Extract provided ->
>>>>>
November 06, 2009

SENATE RESOLUTION ON YEMEN

MR. CARDIN.   Mr. President, today I would like to draw attention to a dangerous situation that has implications for the national security of the United States and our allies, a situation involving dire humanitarian circumstances, with over 150,000 displaced persons since 2004.    I'm speaking about the situation in Yemen.  

 

Senator Lugar and I are introducing a resolution supporting peace, security, and the innocent civilians affected by conflict in Yemen.   This resolution calls on the President and international community to use all appropriate measures to prevent Yemen from becoming a failed state.

 

The gravity of the challenges Yemen faces should not be ignored.   To document a few of these challenges:   Yemen is home to a substantial number of al-Qaeda militants, a rebellion in the northern part of the country, unrest in southern regions, and piracy in the Gulf of Aden.   Yemen has limited and rapidly depleting natural resources including oil, which accounts for over 75 percent of government revenue, and water.   Yemen is underdeveloped, ranking 140 th out of 182 countries in the United Nations Development Program's 2009 Human Development Index.  Thousands of Yemenis are currently displaced as a result of the ongoing conflict between the Government of Yemen and al-Houthi rebel forces.   Regions of Yemen have a large degree of lawlessness; religious minorities - particularly the Jewish population - have emigrated due to safety concerns; and human rights violations persist.
<<<<<
What this exercise asks ->
[1] According to the Senate resolution speech, what share of Yemen's government revenue comes from oil?
[2] Retype the Senate resolution speech between "MR. CARDIN.   Mr." and "situation in Yemen.", inclusive.
Rely only on the Senate resolution speech.

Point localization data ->
>>>>>
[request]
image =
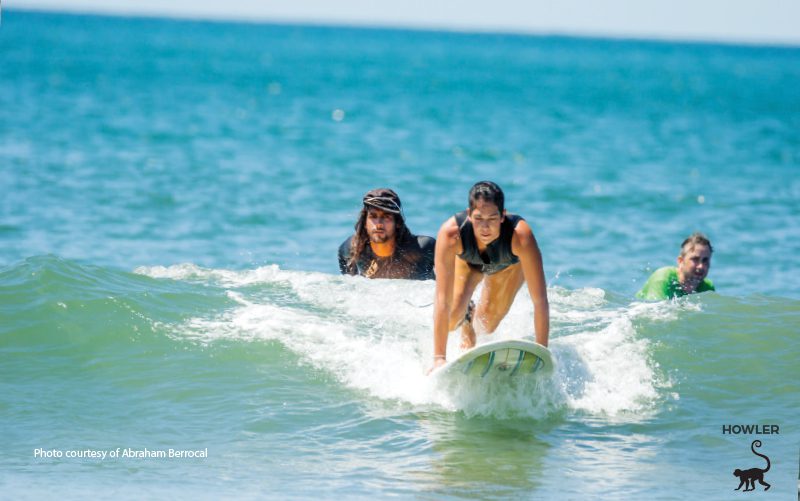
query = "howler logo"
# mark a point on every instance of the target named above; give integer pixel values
(748, 477)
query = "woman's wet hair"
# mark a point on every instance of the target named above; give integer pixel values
(696, 238)
(488, 192)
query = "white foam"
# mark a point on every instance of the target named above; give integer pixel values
(376, 336)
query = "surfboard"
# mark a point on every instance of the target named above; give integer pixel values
(511, 358)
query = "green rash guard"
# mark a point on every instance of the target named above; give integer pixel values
(664, 284)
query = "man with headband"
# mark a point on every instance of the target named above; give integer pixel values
(382, 245)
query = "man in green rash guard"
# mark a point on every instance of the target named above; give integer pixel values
(689, 276)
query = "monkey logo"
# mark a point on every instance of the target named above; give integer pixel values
(748, 477)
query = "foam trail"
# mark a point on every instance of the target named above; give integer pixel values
(372, 336)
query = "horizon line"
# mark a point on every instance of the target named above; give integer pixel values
(687, 38)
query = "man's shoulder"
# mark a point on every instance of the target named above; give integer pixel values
(425, 242)
(664, 273)
(658, 286)
(346, 243)
(706, 285)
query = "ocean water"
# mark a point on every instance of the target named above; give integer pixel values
(174, 192)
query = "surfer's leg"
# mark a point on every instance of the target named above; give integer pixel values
(499, 291)
(465, 280)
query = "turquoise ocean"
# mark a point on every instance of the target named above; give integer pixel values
(173, 194)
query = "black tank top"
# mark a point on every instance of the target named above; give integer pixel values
(497, 256)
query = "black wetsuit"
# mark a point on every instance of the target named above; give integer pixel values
(497, 256)
(412, 259)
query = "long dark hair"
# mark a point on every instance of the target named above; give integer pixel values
(361, 239)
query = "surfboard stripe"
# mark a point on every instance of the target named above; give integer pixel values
(488, 364)
(469, 366)
(520, 358)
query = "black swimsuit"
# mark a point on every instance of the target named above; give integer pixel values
(497, 256)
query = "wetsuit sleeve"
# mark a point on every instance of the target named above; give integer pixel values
(657, 286)
(705, 286)
(427, 246)
(344, 257)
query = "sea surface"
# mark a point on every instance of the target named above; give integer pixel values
(173, 193)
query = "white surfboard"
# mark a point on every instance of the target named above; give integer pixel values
(513, 358)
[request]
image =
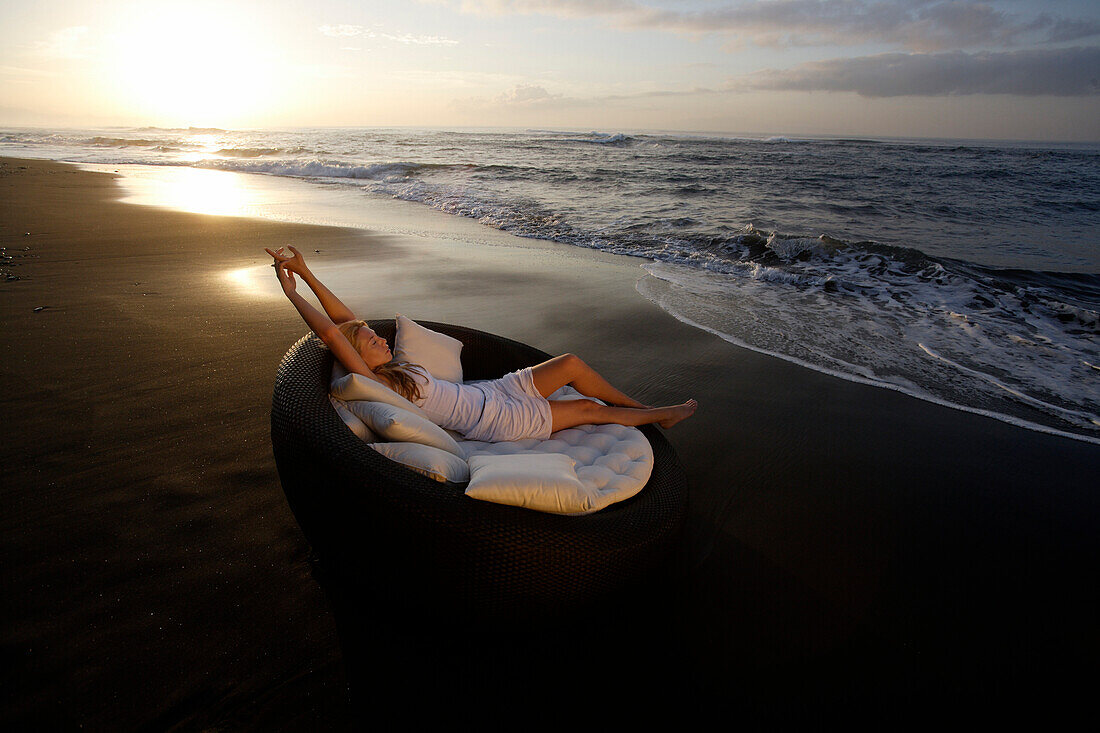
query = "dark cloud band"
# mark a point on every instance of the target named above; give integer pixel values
(1055, 72)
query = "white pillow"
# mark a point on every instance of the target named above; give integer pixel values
(432, 462)
(437, 352)
(356, 426)
(349, 387)
(543, 482)
(392, 423)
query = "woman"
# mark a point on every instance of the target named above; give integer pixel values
(509, 408)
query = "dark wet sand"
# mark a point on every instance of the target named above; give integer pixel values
(850, 551)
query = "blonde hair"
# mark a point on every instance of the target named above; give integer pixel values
(397, 374)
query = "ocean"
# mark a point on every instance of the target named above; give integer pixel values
(964, 273)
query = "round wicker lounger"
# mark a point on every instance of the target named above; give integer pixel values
(405, 538)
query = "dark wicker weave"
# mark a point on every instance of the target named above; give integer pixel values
(406, 537)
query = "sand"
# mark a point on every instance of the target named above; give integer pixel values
(849, 549)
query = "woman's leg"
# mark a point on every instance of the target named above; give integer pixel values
(571, 413)
(569, 369)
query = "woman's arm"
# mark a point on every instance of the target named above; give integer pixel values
(321, 325)
(337, 310)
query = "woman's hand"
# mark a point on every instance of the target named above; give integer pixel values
(294, 262)
(285, 277)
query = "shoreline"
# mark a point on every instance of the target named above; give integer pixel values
(844, 540)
<<<<<
Problem solutions ->
[1] Over 75 percent.

[2]
MR. CARDIN.   Mr. President, today I would like to draw attention to a dangerous situation that has implications for the national security of the United States and our allies, a situation involving dire humanitarian circumstances, with over 150,000 displaced persons since 2004.    I'm speaking about the situation in Yemen.